> [Record excerpts]
--- Begin ---
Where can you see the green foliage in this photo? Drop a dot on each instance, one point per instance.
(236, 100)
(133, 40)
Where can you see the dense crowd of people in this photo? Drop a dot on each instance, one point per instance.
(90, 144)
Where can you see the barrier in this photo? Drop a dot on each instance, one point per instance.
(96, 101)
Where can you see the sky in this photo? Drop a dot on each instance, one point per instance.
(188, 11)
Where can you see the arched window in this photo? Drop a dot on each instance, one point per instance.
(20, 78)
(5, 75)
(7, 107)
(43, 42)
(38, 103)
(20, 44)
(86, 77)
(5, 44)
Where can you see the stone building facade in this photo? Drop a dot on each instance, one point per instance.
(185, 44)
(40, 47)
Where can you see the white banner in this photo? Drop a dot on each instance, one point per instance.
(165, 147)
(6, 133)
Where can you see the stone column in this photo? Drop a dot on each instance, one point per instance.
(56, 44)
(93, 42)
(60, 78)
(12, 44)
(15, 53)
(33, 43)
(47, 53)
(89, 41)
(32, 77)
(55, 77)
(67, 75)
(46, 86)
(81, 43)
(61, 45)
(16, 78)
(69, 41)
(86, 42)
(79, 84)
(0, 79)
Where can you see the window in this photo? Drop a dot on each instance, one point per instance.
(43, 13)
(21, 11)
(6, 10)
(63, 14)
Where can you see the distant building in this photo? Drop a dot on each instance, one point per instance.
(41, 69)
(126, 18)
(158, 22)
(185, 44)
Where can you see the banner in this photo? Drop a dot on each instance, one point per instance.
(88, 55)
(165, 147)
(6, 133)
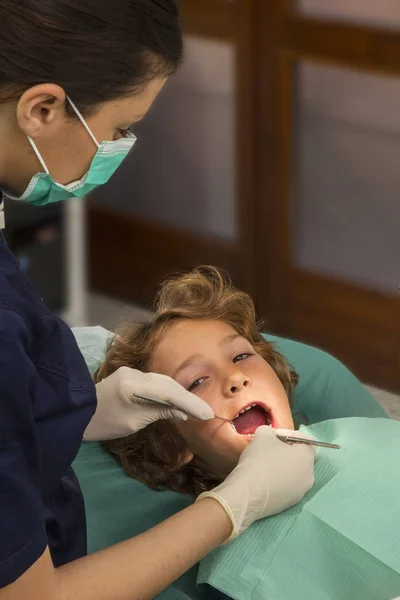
--- End ---
> [Task requirements] Rewrite the part of the material that begins with the line containing "Where can you see the arched" and runs through the end of the material, changing every "photo" to "image" and leaving all else as it is. Leave out the pictures.

> [Result for this exercise]
Where can you see the arched window in this image? Drop a dot on each instance, one point per instance.
(20, 78)
(5, 75)
(7, 107)
(43, 42)
(38, 103)
(20, 44)
(86, 77)
(5, 44)
Where can you see the stone building facade in this image? Drop a dot on each instance, one point per instance.
(185, 44)
(40, 47)
Where can you see the white banner in this image? Drop a dot on each instance, one point per instance.
(165, 147)
(6, 133)
Where can you see the stone column in this image? Drop a dot on each instance, one point per instance.
(56, 44)
(93, 42)
(60, 78)
(12, 44)
(15, 53)
(33, 43)
(47, 53)
(89, 41)
(32, 77)
(55, 77)
(67, 75)
(46, 86)
(81, 43)
(61, 45)
(16, 78)
(69, 41)
(86, 42)
(79, 84)
(0, 79)
Where can you see the window in this image? Drop a dot on each instance, one point per instance.
(43, 13)
(21, 11)
(6, 10)
(63, 14)
Where can you see the distant building in this image? Drop a dot on each instance, one point per instance.
(41, 69)
(126, 18)
(158, 22)
(185, 44)
Where can you see the banner in this image? Drop a dot on each instance, one point per instance.
(88, 55)
(165, 147)
(6, 133)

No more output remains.